Sure, I can give exhaustive detail. It's rather deployment-specific,
though.
First, there are 4 different groups that need different sets of
permissions: admin1, admin2, staff, and development. Plus the 'anonymous'
user, of course. So 5 different combinations of permissions.
Permissions are created on install per resource type, in the following
groups: create, edit, view, fullreport. The first three are
straightforward, and if a user doesn't have fullreport permissions, they
only see a filtered version of a given resource report. Also, there is a
single permission for access to the RDM.
Each of the 5 groups has a unique set of these permissions. At least, I
have set it up for that to be the case. In reality, there is a much smaller
variation of permissions between groups and shortcuts could definitely have
been taken to make it less granular. But, now a member of a certain group
could be given one more specific permission from the django admin and their
group membership (and all of the group definitions themselves) remains
unchanged.
Creating these permissions is straight forward, but implementing was tricky
because they need to be available in a few different environments:
- context processor variables to be used in the templates (show/hide
things like the rdm button, etc.)
- in the views (many of which I had to migrate to my app) the request
object is referenced and a dictionary is made from all of a user's
permissions (*not* their group membership)
- I used permissions decorators for certain functions, like rdm()
☆ ☆ ☆ ☆ ☆
Brief A:
Swap "white" for "pale" in the records, from the line with "Query: navy floral blouse" through the end of the records, and give back only those lines with everything else unchanged.
☆ ☆ ☆ ☆ ☆
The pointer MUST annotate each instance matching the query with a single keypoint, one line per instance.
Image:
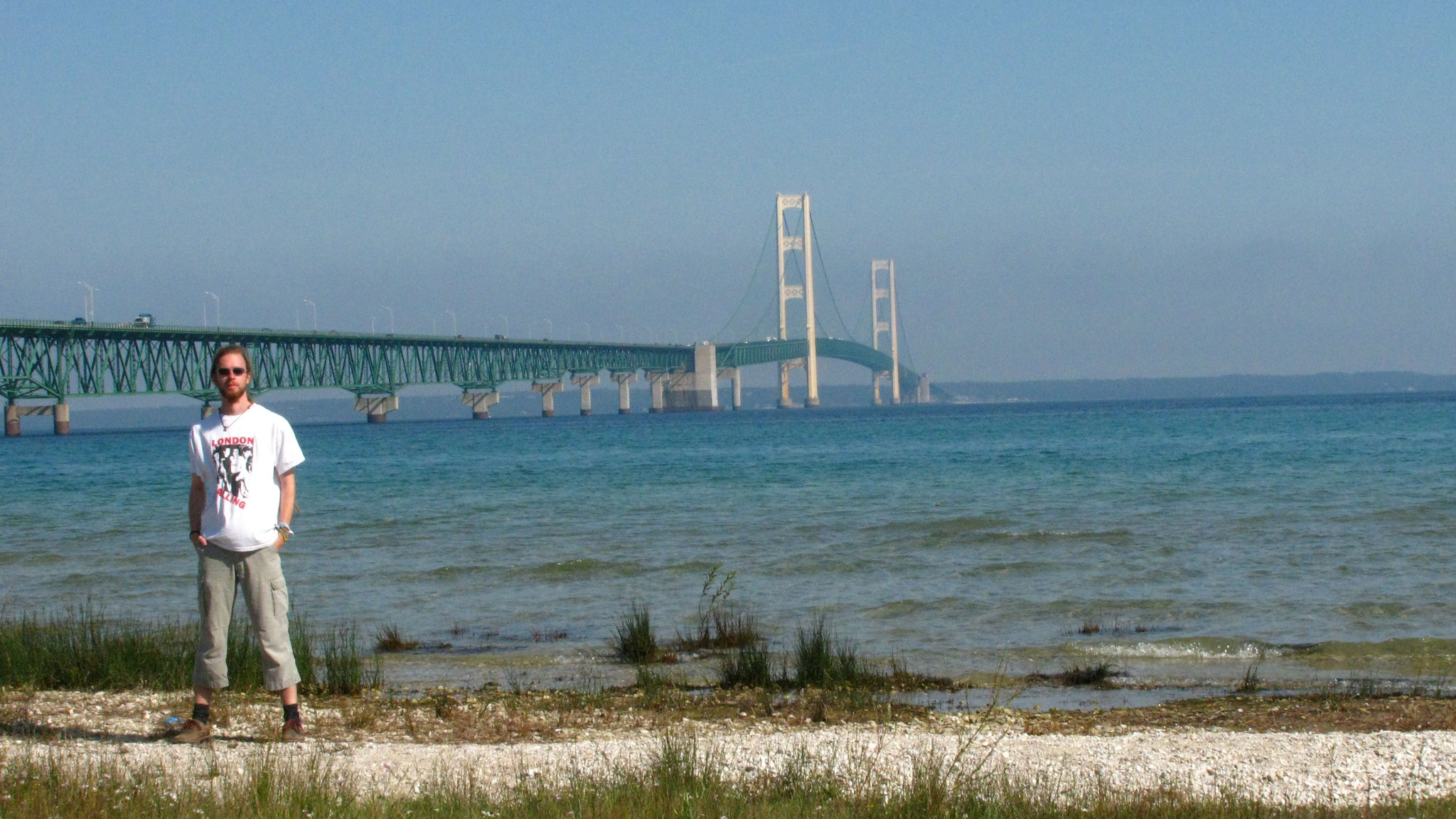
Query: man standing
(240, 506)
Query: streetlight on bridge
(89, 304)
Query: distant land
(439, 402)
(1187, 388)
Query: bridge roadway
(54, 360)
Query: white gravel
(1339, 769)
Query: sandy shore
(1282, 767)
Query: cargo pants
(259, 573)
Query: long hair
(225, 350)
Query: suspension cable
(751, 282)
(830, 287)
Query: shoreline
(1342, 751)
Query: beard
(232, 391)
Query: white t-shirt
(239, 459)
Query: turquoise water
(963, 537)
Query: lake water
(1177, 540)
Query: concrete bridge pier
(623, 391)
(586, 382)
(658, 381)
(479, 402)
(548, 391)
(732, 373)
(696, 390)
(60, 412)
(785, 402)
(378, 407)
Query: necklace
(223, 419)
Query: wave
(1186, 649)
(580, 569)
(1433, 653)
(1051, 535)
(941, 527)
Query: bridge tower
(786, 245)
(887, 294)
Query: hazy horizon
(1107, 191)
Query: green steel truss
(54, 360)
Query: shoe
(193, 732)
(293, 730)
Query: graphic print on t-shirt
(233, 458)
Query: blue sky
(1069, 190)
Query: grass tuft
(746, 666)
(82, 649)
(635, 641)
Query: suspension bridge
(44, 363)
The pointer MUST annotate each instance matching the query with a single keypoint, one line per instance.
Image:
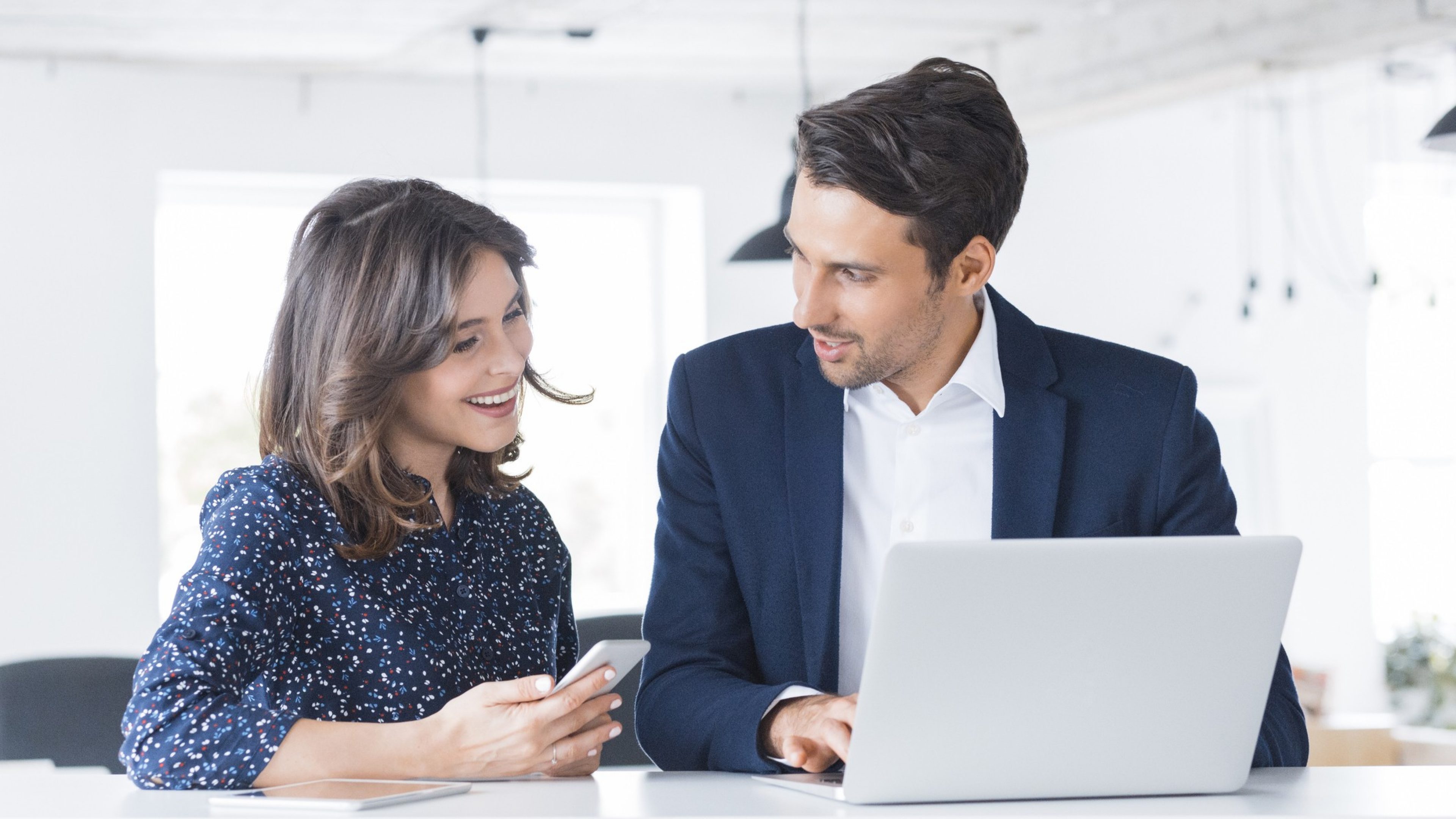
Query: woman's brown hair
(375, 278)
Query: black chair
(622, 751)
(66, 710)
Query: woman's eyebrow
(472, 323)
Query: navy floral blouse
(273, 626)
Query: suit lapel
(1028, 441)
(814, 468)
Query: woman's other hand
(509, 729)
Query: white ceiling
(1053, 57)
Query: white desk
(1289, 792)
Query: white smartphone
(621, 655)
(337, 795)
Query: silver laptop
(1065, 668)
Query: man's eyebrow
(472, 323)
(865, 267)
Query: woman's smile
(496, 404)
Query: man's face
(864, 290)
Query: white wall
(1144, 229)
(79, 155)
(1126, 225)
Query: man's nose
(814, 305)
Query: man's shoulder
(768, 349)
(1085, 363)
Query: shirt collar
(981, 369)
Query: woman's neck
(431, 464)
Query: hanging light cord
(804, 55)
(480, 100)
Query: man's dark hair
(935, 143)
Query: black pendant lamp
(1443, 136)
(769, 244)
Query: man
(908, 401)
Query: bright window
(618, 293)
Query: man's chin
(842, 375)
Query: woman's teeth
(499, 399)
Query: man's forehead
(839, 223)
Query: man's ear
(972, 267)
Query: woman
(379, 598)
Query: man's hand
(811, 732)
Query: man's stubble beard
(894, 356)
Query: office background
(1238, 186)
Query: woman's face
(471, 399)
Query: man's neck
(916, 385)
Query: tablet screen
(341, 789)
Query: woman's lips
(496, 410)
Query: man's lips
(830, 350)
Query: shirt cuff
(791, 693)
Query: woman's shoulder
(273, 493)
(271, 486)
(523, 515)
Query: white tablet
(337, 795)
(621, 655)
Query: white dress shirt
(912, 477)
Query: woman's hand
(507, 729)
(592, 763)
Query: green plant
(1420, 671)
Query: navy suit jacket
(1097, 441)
☆ ☆ ☆ ☆ ☆
Brief B:
In the note on deployment permissions, name the groups that need different sets of permissions.

Full output A:
Query: navy floral blouse
(273, 626)
Query: suit lapel
(1028, 441)
(814, 468)
Query: woman's other hand
(509, 729)
Query: pale ceiling
(1053, 57)
Query: pale desk
(1289, 792)
Query: pale smartphone
(621, 655)
(337, 795)
Query: silver laptop
(1065, 668)
Query: man's eyebrow
(472, 323)
(865, 267)
Query: woman's smile
(496, 404)
Query: man's face
(864, 290)
Query: pale wall
(1144, 229)
(79, 155)
(1126, 225)
Query: man's nose
(814, 305)
Query: man's shoulder
(768, 349)
(1085, 363)
Query: shirt collar
(981, 369)
Query: woman's neck
(431, 464)
Query: hanging light cord
(804, 55)
(480, 100)
Query: man's dark hair
(935, 143)
Query: black pendant lamp
(1443, 136)
(769, 244)
Query: man
(908, 401)
Query: bright window
(618, 293)
Query: man's chin
(842, 375)
Query: woman's teeth
(499, 399)
Query: man's forehead
(839, 223)
Query: man's ear
(972, 267)
Query: woman
(379, 598)
Query: man's hand
(811, 732)
Query: man's stubble beard
(894, 356)
Query: office background
(1238, 186)
Query: woman's face
(471, 399)
Query: man's neck
(916, 385)
Query: tablet screen
(341, 789)
Query: woman's lips
(496, 410)
Query: man's lips
(830, 350)
Query: shirt cuff
(791, 693)
Query: woman's shoulder
(273, 493)
(271, 486)
(523, 515)
Query: pale tablet
(337, 795)
(621, 655)
Query: pale dress shirt
(912, 477)
Query: woman's hand
(507, 729)
(592, 763)
Query: green plant
(1420, 671)
Query: navy suit jacket
(1097, 441)

Full output B:
admin1, admin2, staff, development